**To do**
**1)** In the hydrate inhibitor text, what hydrate inhibitor is given as an example?
**2)** Pick up the hydrate inhibitor text after its last sentence and continue it.

**Text shown**

Numerous fluid processing systems use sensors to determine properties of the fluids flowing through them. For example, some fluid systems in oil and gas production reclaim hydrate inhibitors, such as monoethylene glycol (MEG). Hydrate inhibitors are sometimes used in oil and gas wells with co-produced water to reduce or eliminate methane hydrate formation, especially in oil and gas wells that experience high pressures and low temperatures, such as subsea wells with long subsea flowlines. However, hydrate inhibitors are expensive in relation to other chemicals used in producing and operating oil and gas wells. Accordingly, hydrate inhibitors reclamation systems are used to reclaim and reuse hydrate inhibitors in the oil and gas well to reduce operating costs.

At various points within a hydrate inhibitor reclamation system, the hydrate inhibitor, such as MEG, may be mixed with water of a salinity to form an aqueous liquid that is pre-separated from co-produced hydrocarbons oil and gas. Being able to determine the hydrate inhibitor concentration and salinity of the aqueous liquid flowing through various locations of the hydrate inhibitor MEG reclamation system is therefore highly desired to improve the operation and efficiency of hydrate inhibitor reclamation systems. There is also a benefit to measuring on-line, before the MEG pre-separation process, the mass fraction of the injected MEG contained in water co-produced with the oil and gas fluids, and to measure produced water salinity. These measurements are useful to avoid over-injecting MEG (and corrosion inhibitors) in produced water and hence to save oil-gas production cost. Sensors are sometimes embedded into a flange of a blind tee pipe configuration to monitor fluid properties. For larger pipes, the correspondingly large flange may take a significant amount of time and labor to be removed or replaced. Calibrating a sensor may entail placing the sensor in contact with one or more reference fluids and obtaining reference fluids measurements before returning the sensor to the fluid of interest. Thus, calibrating a sensor by removing and replacing a large flange with an embedded sensor may be a significant time-and labor-intensive process.

SUMMARY

A summary of certain embodiments disclosed herein is set forth below. These aspects are presented merely to provide the reader with a brief summary of these certain embodiments and that these aspects are not intended to limit the scope of this disclosure. Indeed, this disclosure may encompass a variety of aspects that may not be set forth below.

**Stored records**

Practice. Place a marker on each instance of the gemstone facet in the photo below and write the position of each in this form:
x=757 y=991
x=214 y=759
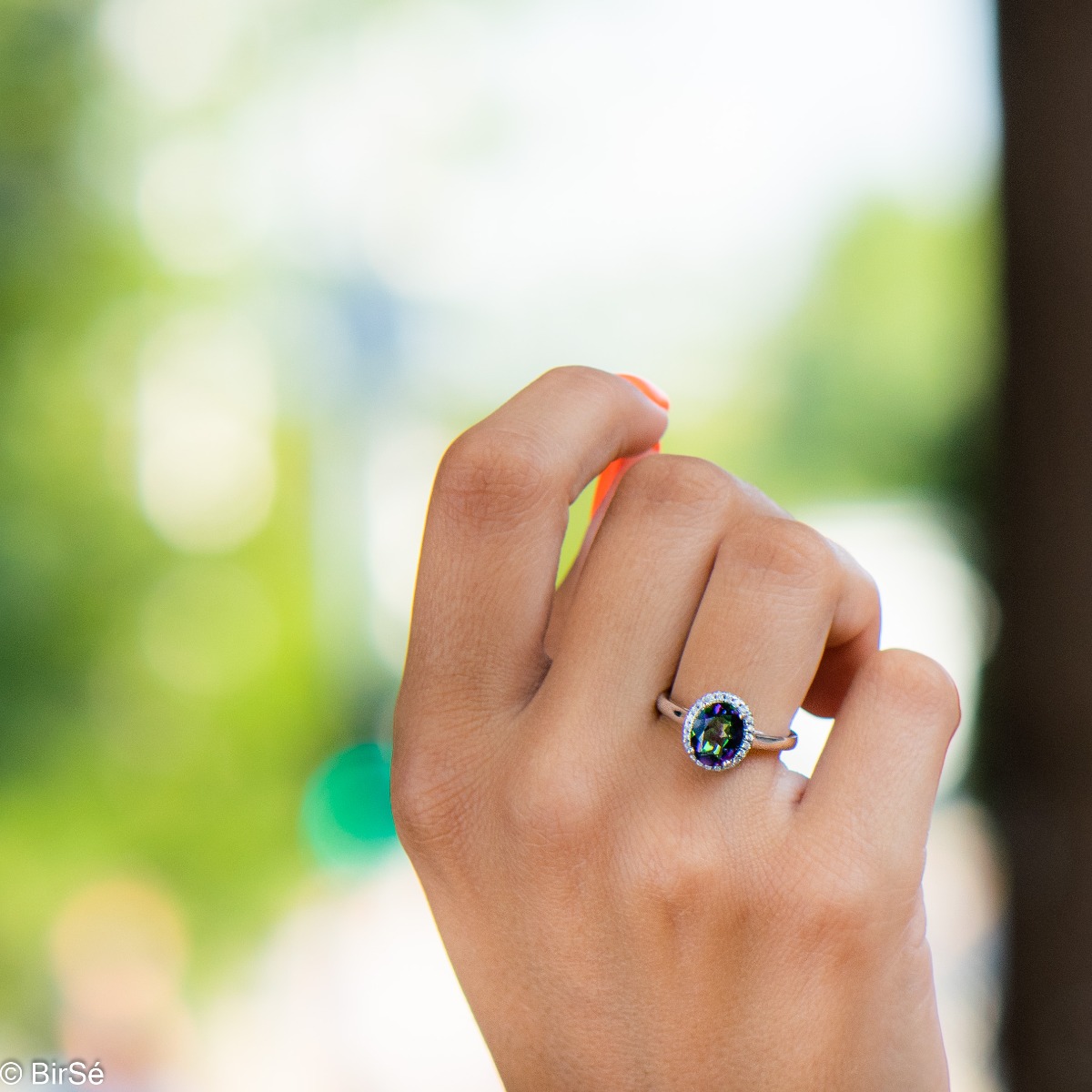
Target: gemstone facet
x=718 y=731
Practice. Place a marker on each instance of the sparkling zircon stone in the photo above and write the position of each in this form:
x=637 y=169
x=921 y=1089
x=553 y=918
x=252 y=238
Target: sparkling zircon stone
x=718 y=732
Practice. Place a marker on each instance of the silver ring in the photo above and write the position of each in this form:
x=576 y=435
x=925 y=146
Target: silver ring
x=719 y=730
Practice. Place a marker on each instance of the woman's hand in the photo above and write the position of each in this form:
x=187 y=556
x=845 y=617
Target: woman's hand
x=621 y=918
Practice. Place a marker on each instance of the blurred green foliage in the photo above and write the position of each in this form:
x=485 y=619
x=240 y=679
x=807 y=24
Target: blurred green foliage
x=194 y=774
x=883 y=380
x=106 y=765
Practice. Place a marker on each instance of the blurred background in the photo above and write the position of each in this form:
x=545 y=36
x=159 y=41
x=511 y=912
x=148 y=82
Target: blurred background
x=260 y=261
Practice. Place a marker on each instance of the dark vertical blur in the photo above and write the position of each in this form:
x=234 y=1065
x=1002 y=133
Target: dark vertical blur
x=1037 y=721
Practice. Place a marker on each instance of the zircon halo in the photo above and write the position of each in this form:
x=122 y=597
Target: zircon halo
x=719 y=731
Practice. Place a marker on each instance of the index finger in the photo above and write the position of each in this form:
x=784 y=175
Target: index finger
x=496 y=521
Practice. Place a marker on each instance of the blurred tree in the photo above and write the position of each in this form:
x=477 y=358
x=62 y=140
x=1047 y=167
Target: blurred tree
x=106 y=765
x=883 y=379
x=1036 y=745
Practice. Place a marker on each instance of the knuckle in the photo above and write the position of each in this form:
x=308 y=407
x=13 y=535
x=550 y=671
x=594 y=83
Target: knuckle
x=831 y=904
x=583 y=382
x=910 y=678
x=791 y=552
x=490 y=474
x=429 y=804
x=555 y=805
x=694 y=485
x=676 y=877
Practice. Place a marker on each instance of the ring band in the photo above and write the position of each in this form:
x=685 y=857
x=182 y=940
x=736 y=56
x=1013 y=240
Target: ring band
x=719 y=730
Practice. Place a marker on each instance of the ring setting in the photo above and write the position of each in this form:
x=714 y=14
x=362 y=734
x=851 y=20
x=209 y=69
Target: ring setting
x=719 y=730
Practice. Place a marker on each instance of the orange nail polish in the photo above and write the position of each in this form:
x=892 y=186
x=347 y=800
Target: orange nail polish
x=611 y=476
x=649 y=390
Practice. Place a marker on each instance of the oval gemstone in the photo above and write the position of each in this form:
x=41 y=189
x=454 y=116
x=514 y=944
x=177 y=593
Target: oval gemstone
x=716 y=734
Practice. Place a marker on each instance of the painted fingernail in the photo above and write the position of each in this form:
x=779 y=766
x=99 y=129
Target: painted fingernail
x=612 y=474
x=649 y=390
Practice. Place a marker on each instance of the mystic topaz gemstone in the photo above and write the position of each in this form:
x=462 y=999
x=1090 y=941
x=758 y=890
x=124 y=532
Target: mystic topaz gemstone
x=716 y=734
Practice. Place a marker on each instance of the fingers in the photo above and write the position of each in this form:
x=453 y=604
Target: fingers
x=694 y=572
x=632 y=605
x=876 y=781
x=779 y=598
x=496 y=521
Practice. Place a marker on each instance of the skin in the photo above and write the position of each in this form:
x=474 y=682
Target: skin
x=618 y=917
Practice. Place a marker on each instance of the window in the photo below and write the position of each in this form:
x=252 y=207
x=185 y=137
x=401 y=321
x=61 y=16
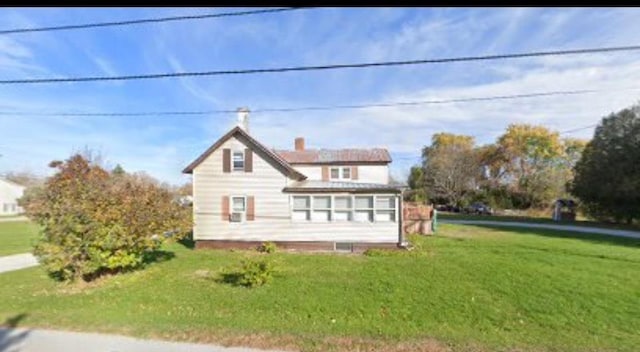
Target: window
x=301 y=208
x=335 y=173
x=321 y=208
x=341 y=173
x=343 y=207
x=238 y=208
x=343 y=246
x=364 y=209
x=238 y=161
x=385 y=208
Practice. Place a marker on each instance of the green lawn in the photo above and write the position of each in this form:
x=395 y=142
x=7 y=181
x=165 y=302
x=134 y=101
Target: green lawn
x=589 y=223
x=17 y=237
x=466 y=289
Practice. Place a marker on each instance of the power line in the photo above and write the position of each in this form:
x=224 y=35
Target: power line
x=578 y=129
x=321 y=67
x=146 y=20
x=319 y=108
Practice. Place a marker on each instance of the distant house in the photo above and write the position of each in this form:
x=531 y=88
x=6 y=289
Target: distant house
x=10 y=192
x=315 y=199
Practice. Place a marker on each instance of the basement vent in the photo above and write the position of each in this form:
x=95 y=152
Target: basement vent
x=344 y=246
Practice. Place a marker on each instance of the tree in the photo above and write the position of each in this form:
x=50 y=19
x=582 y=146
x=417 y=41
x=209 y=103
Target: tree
x=529 y=157
x=607 y=176
x=118 y=171
x=25 y=178
x=95 y=223
x=451 y=167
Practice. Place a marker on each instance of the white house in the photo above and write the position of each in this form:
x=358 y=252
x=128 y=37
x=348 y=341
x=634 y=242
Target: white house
x=245 y=193
x=9 y=194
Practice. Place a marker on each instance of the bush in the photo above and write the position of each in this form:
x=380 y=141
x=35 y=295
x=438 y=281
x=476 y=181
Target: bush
x=253 y=273
x=95 y=223
x=267 y=247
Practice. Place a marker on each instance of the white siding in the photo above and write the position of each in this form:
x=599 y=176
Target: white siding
x=272 y=207
x=366 y=173
x=9 y=194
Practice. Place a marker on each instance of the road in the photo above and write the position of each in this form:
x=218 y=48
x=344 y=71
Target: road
x=39 y=340
x=572 y=228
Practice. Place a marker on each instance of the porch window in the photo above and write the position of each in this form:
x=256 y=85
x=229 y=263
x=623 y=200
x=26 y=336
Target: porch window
x=321 y=208
x=385 y=208
x=343 y=208
x=364 y=209
x=301 y=208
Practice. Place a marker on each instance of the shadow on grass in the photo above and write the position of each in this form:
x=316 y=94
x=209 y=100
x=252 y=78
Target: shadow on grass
x=230 y=278
x=157 y=257
x=148 y=258
x=567 y=234
x=10 y=339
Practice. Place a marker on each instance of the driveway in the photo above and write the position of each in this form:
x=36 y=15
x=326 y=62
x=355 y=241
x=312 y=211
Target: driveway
x=16 y=262
x=37 y=340
x=583 y=229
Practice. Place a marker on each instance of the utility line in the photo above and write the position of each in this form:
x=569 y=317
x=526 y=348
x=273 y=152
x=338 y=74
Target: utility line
x=323 y=67
x=146 y=20
x=319 y=108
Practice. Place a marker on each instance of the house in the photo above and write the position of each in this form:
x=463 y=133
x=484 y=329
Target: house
x=245 y=193
x=10 y=192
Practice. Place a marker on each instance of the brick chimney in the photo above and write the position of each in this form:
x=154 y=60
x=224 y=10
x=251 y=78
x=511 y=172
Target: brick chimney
x=243 y=119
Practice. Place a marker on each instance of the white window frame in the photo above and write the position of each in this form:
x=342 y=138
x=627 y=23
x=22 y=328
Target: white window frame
x=340 y=172
x=372 y=209
x=232 y=210
x=348 y=210
x=308 y=209
x=351 y=210
x=314 y=209
x=233 y=164
x=393 y=210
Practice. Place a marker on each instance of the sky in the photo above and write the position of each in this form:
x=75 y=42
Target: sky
x=163 y=145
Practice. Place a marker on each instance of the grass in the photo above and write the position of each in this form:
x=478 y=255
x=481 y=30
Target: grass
x=17 y=237
x=538 y=220
x=466 y=289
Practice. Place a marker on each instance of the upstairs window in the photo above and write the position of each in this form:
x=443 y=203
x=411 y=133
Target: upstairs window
x=301 y=208
x=238 y=161
x=341 y=173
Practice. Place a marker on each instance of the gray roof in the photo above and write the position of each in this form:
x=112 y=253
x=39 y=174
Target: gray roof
x=329 y=156
x=353 y=187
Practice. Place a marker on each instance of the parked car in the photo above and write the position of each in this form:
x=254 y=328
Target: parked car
x=478 y=209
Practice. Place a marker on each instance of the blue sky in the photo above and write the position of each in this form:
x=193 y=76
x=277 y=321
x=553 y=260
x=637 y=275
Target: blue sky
x=163 y=145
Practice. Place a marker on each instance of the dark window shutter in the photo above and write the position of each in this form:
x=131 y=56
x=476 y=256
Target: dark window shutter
x=251 y=208
x=226 y=160
x=225 y=208
x=248 y=160
x=325 y=173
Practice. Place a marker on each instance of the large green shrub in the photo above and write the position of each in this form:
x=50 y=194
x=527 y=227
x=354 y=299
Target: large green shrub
x=95 y=223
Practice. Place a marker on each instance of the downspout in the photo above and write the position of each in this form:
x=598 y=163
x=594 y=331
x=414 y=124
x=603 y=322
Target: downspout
x=401 y=241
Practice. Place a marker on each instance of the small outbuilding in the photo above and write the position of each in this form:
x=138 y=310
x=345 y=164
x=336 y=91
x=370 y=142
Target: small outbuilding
x=564 y=209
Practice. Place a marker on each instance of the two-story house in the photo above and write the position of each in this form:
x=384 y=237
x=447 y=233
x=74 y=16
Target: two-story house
x=245 y=193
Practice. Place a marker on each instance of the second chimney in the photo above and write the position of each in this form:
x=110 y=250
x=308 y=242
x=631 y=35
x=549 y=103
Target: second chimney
x=243 y=118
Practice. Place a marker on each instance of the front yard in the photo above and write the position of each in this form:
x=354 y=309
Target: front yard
x=466 y=289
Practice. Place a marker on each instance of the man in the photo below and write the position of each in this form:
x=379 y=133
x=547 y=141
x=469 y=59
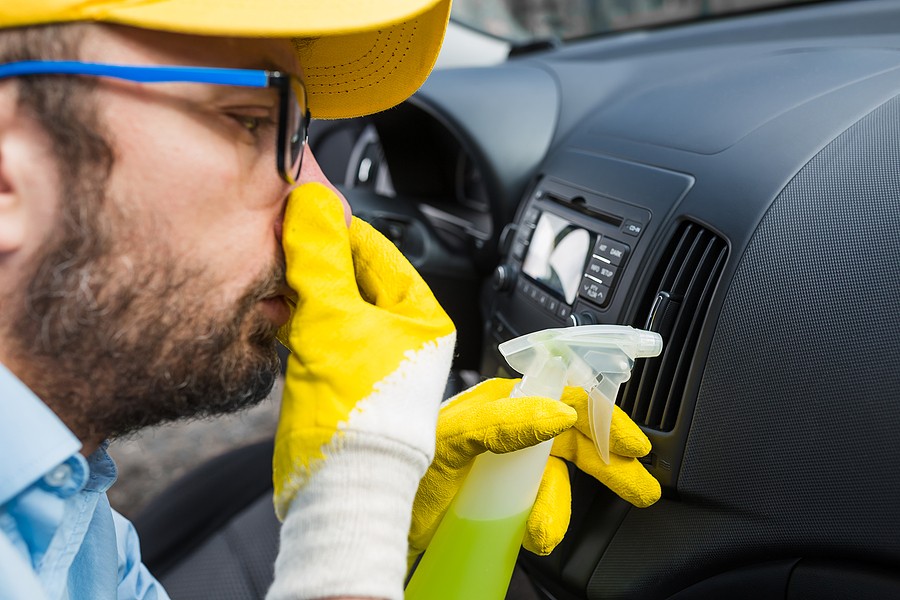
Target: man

**Results of the exercise**
**1)** Monoethylene glycol (MEG).

**2)**
The disclosed apparatus, systems, and methods are directed to a removable adaptor for a sensor to be embedded in a flange installed on a pipe. The adaptor holding the sensor may be removed from the flange for calibration or maintenance without removing the flange from the pipe. This saves a tremendous amount of time and labor and allows for more efficient calibration. Moreover, a sensor may be swapped without replacing an entire flange. The sensor may be used, for example, to determine a concentration of a hydrate inhibitor, such as monoethylene glycol (MEG) and, in some cases, a salinity in a MEG-water aqueous liquid co-flowing with produced oil and gas through a conduit. Though this disclosure includes systems and apparatus described as applied to a hydrate inhibitor injection and/or reclamation system of an oil and gas well, the disclosed techniques may be utilized in other applications, including other uses of hydrate inhibitors. Moreover, any suitable sensor, such as an electromagnetic (EM) sensor (e.g., a dielectric permittivity sensor, a microwave transmission sensor, a microwave reflection sensor, a photonic or optical sensor such as a camera, an infrared spectroscopic sensor), an electrical sensor, a temperature sensor, or other type of sensor, may be installed in a removable adaptor for a flange.

For example, an electromagnetic (EM) microwave open-ended coaxial probe may be used to measure the dielectric properties of a multiphase-flow mixture to infer the liquid properties, such as salinity and/or mass fraction of a hydrate-inhibitor (e.g., mono-ethylene-glycol or MEG) of the aqueous phase. To improve the measurement of liquid properties under multiphase flow conditions, especially for very high gas fraction flow in large pipe sizes such as 10-40 inch in diameter, an end flange design may include a removable adaptor at the end of a horizontal blind tee to install the microwave coaxial probe. The end flange may be a blind flange that matches the mating flange on a horizontal blind tee. A step hole with sealing surfaces is formed in the end flange for the removable adaptor, on which the coaxial probe will be installed at a desired liquid-rich location in the horizontal blind tee. In between the components, the gaps may be sealed by elastomer or metal seals to retain pressure. The location of the step hole on the end flange may be at the lower part of the horizontal blind tee where it has been discovered to have high local liquid richness. The removal adaptor enables a simpler calibration process of the reflection probe by avoiding dismantling the entire end flange.

Various refinements of the features noted above may exist in relation to various aspects of the present disclosure. Further features may also be incorporated in these various aspects as well. These refinements and additional features may exist individually or in any combination. For instance, various features discussed below in relation to one or more of the illustrated embodiments may be incorporated into any of the above-described aspects of the present disclosure alone or in any combination. The brief summary presented above is intended only to familiarize the reader with certain aspects and contexts of embodiments of the present disclosure without limitation to the claimed subject matter.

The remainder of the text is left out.